EXCERPTED RECORDS:
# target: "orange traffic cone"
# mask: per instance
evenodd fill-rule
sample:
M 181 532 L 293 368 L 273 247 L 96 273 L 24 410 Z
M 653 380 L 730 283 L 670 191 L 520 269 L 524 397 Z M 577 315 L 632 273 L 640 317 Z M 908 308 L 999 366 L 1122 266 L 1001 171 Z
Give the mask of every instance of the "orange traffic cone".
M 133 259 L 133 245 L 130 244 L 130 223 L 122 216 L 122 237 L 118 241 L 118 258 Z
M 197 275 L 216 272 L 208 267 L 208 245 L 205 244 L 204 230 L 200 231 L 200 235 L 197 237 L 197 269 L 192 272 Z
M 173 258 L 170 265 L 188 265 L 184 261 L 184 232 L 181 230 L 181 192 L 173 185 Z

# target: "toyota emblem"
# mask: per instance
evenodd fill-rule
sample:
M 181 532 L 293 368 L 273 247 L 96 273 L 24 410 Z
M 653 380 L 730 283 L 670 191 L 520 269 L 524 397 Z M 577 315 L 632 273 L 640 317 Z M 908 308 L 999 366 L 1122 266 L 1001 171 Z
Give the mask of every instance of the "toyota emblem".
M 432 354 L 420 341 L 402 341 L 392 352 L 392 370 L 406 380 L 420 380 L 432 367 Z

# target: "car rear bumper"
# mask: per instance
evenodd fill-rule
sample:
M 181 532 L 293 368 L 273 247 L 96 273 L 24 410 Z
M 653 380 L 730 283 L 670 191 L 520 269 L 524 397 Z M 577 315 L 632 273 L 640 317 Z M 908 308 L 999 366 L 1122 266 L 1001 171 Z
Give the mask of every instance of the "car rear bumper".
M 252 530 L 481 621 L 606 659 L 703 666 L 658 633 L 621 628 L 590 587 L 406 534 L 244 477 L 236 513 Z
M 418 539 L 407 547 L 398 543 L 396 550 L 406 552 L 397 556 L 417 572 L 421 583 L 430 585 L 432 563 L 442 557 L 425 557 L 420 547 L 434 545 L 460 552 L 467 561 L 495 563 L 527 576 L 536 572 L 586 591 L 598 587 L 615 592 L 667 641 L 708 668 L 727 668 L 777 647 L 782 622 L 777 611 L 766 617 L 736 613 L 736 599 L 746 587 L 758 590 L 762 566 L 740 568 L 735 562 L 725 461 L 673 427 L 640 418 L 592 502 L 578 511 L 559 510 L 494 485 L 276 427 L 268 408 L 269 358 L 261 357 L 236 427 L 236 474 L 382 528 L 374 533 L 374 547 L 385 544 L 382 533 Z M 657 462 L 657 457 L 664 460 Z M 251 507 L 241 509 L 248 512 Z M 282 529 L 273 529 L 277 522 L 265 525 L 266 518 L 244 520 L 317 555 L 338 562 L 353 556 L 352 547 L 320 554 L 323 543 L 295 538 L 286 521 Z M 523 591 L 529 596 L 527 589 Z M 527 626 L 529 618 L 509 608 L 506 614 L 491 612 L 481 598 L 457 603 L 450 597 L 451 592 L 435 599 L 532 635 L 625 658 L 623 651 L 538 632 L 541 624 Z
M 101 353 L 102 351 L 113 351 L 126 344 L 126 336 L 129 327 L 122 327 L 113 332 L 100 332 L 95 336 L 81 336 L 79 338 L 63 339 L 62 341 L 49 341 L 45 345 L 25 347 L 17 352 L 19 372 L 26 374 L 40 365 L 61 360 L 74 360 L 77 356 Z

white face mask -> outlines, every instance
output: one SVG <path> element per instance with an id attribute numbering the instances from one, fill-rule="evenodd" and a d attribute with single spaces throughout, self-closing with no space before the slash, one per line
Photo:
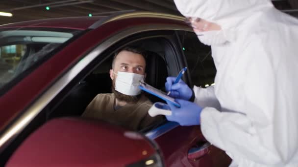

WHAT IS EXPECTED: Copy all of the records above word for word, leaving out the pictures.

EXPECTED OUTPUT:
# target: "orange traffic cone"
# mask: per instance
evenodd fill-rule
sample:
M 181 532 L 293 368 L 273 247 L 96 273 L 24 410 Z
M 653 380 L 730 283 L 670 191 L 520 269 L 524 397 Z M 577 315 L 632 273 L 640 317 Z M 908 308 L 999 366 L 1122 266 L 1001 171 Z
Give the mask of every instance of the "orange traffic cone".
M 133 259 L 133 245 L 130 244 L 130 223 L 122 216 L 122 237 L 118 241 L 118 258 Z
M 197 275 L 216 272 L 208 267 L 208 245 L 205 244 L 204 230 L 200 231 L 200 235 L 197 237 L 197 269 L 192 272 Z
M 173 258 L 170 265 L 188 265 L 184 261 L 184 232 L 181 230 L 181 192 L 173 185 Z

# target: "toyota emblem"
# mask: per instance
evenodd fill-rule
sample:
M 181 532 L 293 368 L 273 247 L 96 273 L 24 410 Z
M 653 380 L 730 283 L 670 191 L 520 269 L 524 397 Z M 577 315 L 632 273 L 640 317 Z M 908 308 L 999 366 L 1122 266 L 1001 171 Z
Give the mask of every instance of the "toyota emblem".
M 432 354 L 420 341 L 402 341 L 392 352 L 392 370 L 406 380 L 420 380 L 432 367 Z

# target: "car rear bumper"
# mask: per instance
evenodd fill-rule
sample:
M 181 532 L 293 368 L 273 247 L 96 273 L 24 410 Z
M 653 380 L 730 283 L 670 191 L 520 269 L 524 397 Z M 577 315 L 632 273 L 640 317 Z M 908 308 L 999 366 L 1122 266 L 1001 171 Z
Give the mask of every instance of the "car rear bumper".
M 252 530 L 481 621 L 606 659 L 703 666 L 658 633 L 621 628 L 590 587 L 406 534 L 244 477 L 236 513 Z
M 418 539 L 407 547 L 398 543 L 396 550 L 406 552 L 397 556 L 417 572 L 421 583 L 430 585 L 432 563 L 442 557 L 425 557 L 420 547 L 434 545 L 460 552 L 467 561 L 495 563 L 527 576 L 536 572 L 586 591 L 598 587 L 615 592 L 667 641 L 708 668 L 727 668 L 777 647 L 782 622 L 777 611 L 766 617 L 736 613 L 736 599 L 746 587 L 758 590 L 762 566 L 740 568 L 735 562 L 725 461 L 673 427 L 640 418 L 592 502 L 578 511 L 559 510 L 494 485 L 276 427 L 268 408 L 269 358 L 261 357 L 236 427 L 236 474 L 382 528 L 374 533 L 374 547 L 385 544 L 382 533 Z M 657 462 L 657 457 L 664 460 Z M 251 507 L 241 509 L 248 512 Z M 282 529 L 273 529 L 277 522 L 265 525 L 266 518 L 244 520 L 317 555 L 338 562 L 353 556 L 352 547 L 320 554 L 323 543 L 295 538 L 286 521 Z M 523 591 L 529 596 L 527 589 Z M 527 626 L 529 618 L 509 608 L 506 614 L 491 612 L 481 598 L 457 603 L 450 597 L 451 592 L 435 599 L 532 635 L 625 658 L 623 651 L 538 632 L 541 624 Z
M 101 353 L 102 351 L 113 351 L 126 344 L 126 336 L 129 327 L 122 327 L 113 332 L 100 332 L 95 336 L 81 336 L 79 338 L 63 339 L 62 341 L 49 341 L 45 345 L 25 347 L 17 352 L 19 372 L 26 374 L 40 365 L 61 360 L 74 360 L 77 356 Z

white face mask -> outlines, every instance
output: one SVG <path> element per instance with an id attribute numbering the instances from one, fill-rule="evenodd" and a d attribute with single spaces throughout, self-closing with no space before the slash, one per line
Photo:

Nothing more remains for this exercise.